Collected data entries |
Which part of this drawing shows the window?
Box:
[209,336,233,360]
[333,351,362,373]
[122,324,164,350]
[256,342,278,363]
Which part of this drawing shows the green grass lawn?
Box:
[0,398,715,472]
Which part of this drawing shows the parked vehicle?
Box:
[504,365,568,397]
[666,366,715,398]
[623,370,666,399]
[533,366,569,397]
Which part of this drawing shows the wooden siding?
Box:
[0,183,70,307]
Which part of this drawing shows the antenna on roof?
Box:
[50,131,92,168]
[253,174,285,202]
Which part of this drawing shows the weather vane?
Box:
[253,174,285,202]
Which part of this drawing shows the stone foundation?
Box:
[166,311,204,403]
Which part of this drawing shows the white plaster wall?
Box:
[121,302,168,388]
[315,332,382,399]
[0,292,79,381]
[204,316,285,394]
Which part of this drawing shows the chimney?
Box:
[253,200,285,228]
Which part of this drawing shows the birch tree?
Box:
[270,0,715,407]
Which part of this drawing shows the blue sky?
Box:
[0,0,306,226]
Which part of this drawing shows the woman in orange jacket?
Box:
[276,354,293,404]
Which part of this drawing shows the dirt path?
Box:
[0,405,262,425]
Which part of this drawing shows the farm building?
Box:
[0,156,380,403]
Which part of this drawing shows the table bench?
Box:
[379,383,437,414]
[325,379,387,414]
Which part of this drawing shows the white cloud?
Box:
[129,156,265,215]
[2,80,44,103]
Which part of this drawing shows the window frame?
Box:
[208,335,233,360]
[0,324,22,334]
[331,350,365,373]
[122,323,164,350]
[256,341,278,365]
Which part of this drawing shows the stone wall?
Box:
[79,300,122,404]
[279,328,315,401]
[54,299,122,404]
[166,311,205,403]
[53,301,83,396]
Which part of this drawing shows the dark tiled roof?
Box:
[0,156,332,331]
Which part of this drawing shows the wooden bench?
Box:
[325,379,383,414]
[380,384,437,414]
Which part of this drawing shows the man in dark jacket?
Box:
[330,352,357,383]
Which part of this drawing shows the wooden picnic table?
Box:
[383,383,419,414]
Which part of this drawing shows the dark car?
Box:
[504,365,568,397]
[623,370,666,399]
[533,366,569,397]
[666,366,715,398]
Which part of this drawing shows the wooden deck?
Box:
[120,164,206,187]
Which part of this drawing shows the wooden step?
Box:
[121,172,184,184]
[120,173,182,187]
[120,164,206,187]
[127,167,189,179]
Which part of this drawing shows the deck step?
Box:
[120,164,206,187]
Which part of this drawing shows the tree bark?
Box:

Problem statement | Please report, in full, every line in the rows above that contains the word "wooden".

Full answer |
Which part of this drawing shows the wooden siding?
Which part of this drawing shows the wooden bench?
Which part of this drawing shows the wooden picnic table?
Which part of this drawing shows the wooden deck?
Which part of this drawing shows the wooden step?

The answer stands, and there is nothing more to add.